Entries from a pointing dataset:
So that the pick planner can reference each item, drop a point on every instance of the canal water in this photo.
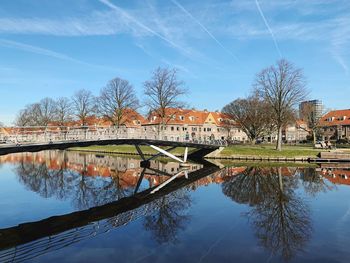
(59, 206)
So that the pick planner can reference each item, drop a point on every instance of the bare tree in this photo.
(37, 114)
(83, 105)
(283, 87)
(252, 114)
(308, 114)
(117, 97)
(162, 92)
(63, 111)
(24, 117)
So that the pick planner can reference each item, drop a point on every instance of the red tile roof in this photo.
(335, 118)
(189, 117)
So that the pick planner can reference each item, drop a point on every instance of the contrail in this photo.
(268, 28)
(204, 28)
(141, 25)
(45, 52)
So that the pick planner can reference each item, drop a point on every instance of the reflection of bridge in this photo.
(30, 240)
(201, 149)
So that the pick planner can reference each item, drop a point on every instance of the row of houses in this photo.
(191, 124)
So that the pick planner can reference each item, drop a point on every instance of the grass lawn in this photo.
(125, 149)
(268, 150)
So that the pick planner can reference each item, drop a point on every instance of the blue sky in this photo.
(54, 47)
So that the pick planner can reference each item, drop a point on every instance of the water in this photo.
(61, 206)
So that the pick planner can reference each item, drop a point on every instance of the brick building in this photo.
(335, 125)
(186, 124)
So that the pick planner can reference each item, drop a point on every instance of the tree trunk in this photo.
(279, 139)
(314, 136)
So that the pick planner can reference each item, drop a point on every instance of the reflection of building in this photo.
(336, 125)
(335, 175)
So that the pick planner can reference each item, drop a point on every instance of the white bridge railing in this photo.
(50, 134)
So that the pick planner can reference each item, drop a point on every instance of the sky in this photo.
(52, 48)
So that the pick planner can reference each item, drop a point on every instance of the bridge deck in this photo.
(203, 149)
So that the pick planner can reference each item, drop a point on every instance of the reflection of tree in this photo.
(169, 216)
(313, 182)
(249, 187)
(280, 218)
(84, 191)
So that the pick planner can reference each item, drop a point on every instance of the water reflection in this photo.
(114, 191)
(170, 217)
(86, 180)
(280, 218)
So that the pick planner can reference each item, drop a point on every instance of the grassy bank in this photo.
(269, 151)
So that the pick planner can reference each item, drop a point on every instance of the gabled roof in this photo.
(189, 117)
(335, 118)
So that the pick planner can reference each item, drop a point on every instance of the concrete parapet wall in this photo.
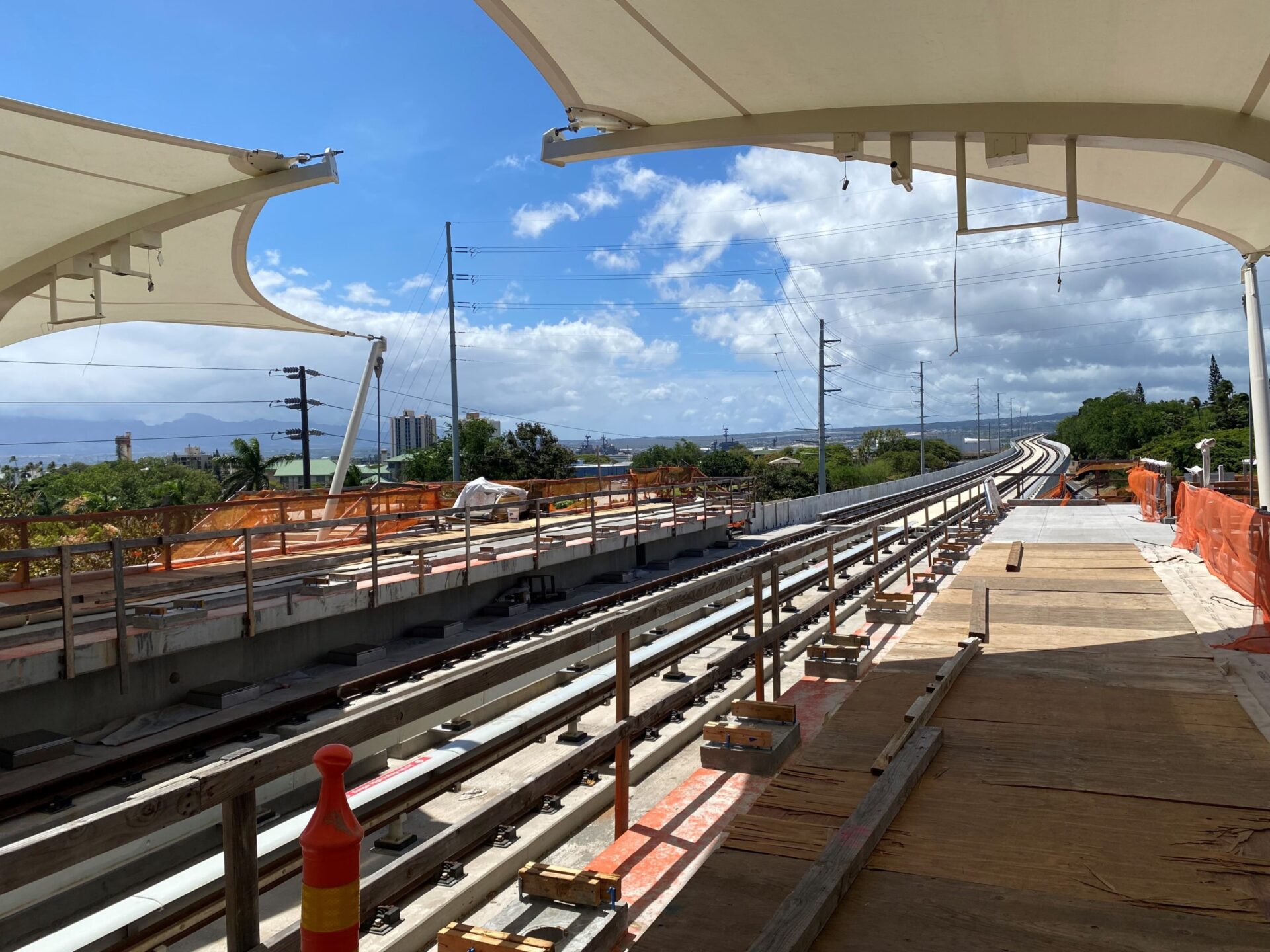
(795, 512)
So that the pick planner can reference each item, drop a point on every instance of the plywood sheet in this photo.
(888, 912)
(1111, 848)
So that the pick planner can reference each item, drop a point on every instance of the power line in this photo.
(136, 366)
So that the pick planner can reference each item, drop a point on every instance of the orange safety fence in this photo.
(1234, 539)
(1144, 487)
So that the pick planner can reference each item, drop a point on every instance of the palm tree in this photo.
(248, 467)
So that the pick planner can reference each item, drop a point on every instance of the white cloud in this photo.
(418, 281)
(625, 260)
(529, 221)
(362, 294)
(515, 161)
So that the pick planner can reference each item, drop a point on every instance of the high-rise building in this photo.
(412, 432)
(498, 427)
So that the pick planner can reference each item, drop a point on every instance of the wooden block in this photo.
(1015, 560)
(814, 899)
(765, 711)
(560, 884)
(832, 653)
(737, 735)
(980, 611)
(921, 711)
(460, 937)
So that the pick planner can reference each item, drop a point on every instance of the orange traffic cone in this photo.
(332, 846)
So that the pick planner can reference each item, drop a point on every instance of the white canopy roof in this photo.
(79, 193)
(1166, 98)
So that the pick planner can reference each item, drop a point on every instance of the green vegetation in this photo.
(880, 456)
(1124, 426)
(529, 452)
(99, 488)
(248, 467)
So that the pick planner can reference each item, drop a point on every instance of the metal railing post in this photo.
(468, 545)
(121, 617)
(249, 582)
(372, 531)
(759, 634)
(64, 557)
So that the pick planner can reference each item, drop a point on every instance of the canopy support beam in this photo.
(1259, 400)
(355, 422)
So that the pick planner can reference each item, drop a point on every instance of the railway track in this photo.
(587, 626)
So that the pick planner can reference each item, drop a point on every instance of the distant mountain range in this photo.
(89, 441)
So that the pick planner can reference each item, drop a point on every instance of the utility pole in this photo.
(454, 356)
(822, 485)
(302, 375)
(921, 404)
(978, 444)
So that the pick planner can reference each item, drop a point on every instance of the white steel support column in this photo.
(355, 420)
(1259, 401)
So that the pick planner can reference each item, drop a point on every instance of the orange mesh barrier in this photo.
(1144, 487)
(1234, 539)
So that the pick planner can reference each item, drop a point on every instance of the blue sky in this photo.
(646, 298)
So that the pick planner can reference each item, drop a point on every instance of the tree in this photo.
(248, 466)
(538, 455)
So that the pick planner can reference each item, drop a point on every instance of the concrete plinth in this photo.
(357, 654)
(437, 630)
(224, 694)
(755, 761)
(571, 928)
(33, 748)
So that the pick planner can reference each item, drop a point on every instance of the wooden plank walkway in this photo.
(1099, 786)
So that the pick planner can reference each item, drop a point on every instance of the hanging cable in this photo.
(956, 240)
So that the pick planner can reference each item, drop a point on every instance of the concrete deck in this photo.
(1100, 786)
(1082, 524)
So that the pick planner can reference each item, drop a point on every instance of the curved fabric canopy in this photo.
(1165, 98)
(87, 200)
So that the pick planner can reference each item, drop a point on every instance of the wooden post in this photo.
(121, 619)
(167, 545)
(249, 582)
(876, 564)
(241, 875)
(23, 564)
(622, 753)
(538, 532)
(832, 580)
(64, 556)
(372, 531)
(777, 645)
(593, 526)
(759, 633)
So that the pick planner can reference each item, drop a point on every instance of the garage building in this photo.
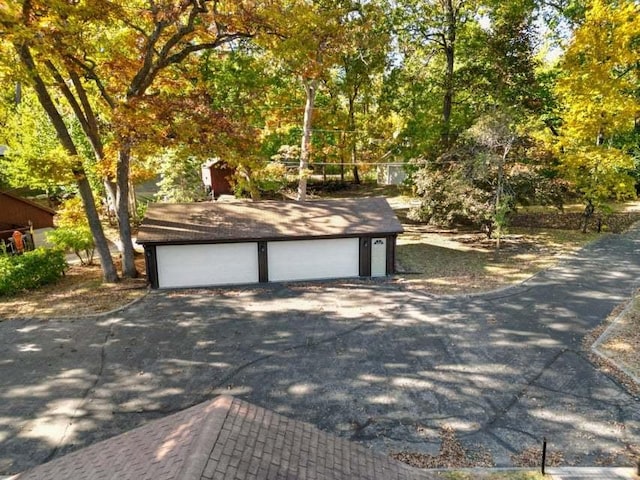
(208, 244)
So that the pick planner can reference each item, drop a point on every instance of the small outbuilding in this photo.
(18, 213)
(391, 173)
(207, 244)
(217, 177)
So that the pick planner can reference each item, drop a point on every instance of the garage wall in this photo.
(203, 265)
(313, 259)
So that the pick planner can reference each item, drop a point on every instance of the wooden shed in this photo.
(217, 177)
(206, 244)
(17, 213)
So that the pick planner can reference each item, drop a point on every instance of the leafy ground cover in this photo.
(79, 292)
(486, 475)
(454, 261)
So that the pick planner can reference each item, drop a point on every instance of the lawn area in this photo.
(451, 261)
(483, 475)
(79, 292)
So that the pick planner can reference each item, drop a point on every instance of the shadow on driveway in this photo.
(366, 360)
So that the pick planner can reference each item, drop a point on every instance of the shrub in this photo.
(71, 213)
(74, 239)
(31, 270)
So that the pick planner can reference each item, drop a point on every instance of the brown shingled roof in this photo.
(246, 221)
(225, 439)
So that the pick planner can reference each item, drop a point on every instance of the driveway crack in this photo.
(84, 397)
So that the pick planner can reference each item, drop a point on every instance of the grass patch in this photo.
(480, 475)
(450, 261)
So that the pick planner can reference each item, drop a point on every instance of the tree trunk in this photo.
(449, 86)
(586, 216)
(124, 225)
(109, 272)
(305, 147)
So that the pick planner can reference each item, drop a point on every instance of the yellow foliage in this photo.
(598, 91)
(72, 214)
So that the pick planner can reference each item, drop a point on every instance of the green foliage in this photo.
(31, 270)
(448, 197)
(74, 239)
(180, 178)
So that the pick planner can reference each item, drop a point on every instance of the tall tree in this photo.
(437, 25)
(311, 37)
(599, 94)
(110, 60)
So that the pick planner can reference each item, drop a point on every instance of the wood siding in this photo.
(16, 213)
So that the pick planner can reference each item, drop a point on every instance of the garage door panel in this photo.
(313, 259)
(204, 265)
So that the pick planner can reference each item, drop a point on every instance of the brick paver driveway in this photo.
(372, 362)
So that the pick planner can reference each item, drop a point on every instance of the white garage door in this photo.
(313, 259)
(202, 265)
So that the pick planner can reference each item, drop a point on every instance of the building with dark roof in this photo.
(203, 244)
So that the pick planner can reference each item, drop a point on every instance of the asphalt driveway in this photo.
(370, 361)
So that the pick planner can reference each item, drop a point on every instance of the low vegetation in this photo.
(79, 292)
(30, 270)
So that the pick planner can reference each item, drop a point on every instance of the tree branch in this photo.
(90, 73)
(80, 114)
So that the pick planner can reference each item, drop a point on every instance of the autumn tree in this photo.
(598, 89)
(433, 29)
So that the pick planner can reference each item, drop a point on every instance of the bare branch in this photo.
(90, 73)
(81, 115)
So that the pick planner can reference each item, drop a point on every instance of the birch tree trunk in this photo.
(122, 197)
(109, 272)
(310, 87)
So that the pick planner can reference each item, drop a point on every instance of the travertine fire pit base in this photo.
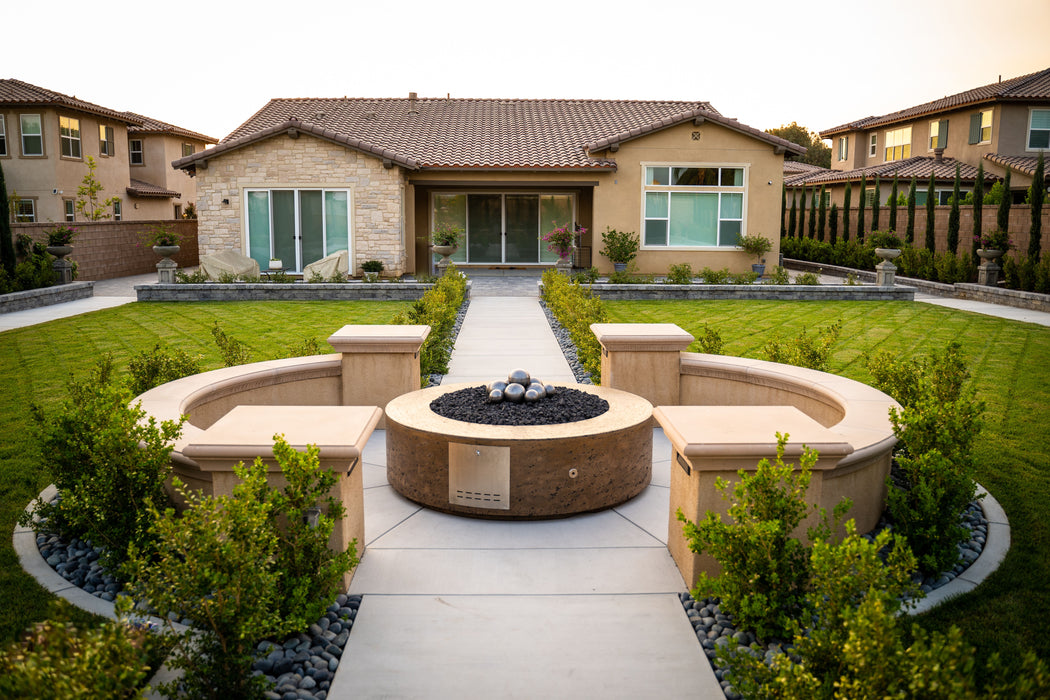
(519, 472)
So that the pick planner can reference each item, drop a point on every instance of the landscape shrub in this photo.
(804, 351)
(156, 366)
(108, 461)
(575, 309)
(56, 659)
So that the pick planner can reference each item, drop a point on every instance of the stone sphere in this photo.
(513, 393)
(539, 388)
(518, 377)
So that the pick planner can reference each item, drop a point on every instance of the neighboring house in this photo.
(1004, 125)
(306, 177)
(46, 138)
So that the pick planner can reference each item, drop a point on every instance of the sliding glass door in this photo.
(505, 228)
(296, 226)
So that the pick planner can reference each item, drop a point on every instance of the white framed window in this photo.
(33, 134)
(25, 210)
(898, 144)
(69, 135)
(693, 205)
(1038, 129)
(938, 133)
(135, 154)
(105, 140)
(981, 127)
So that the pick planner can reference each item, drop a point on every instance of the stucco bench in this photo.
(340, 433)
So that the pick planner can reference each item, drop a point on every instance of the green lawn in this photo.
(1010, 364)
(35, 363)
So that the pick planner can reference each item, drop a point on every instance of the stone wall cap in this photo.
(642, 337)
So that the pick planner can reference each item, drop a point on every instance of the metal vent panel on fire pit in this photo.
(479, 475)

-- WRITTEN EXERCISE --
Starting at the line that contains "cap in this photo." and continuing through the last line, rewrite those lines with "pick planner" changed to "grasp planner" and everything else left the same.

-- RESULT --
So that the grasp planner can reference each item, drop a point on every instance of the stone wall cap in this photo.
(642, 337)
So that the grasp planner can reference each item, drop a point on every instance of the metal vent panel on fire pit in this photo.
(479, 475)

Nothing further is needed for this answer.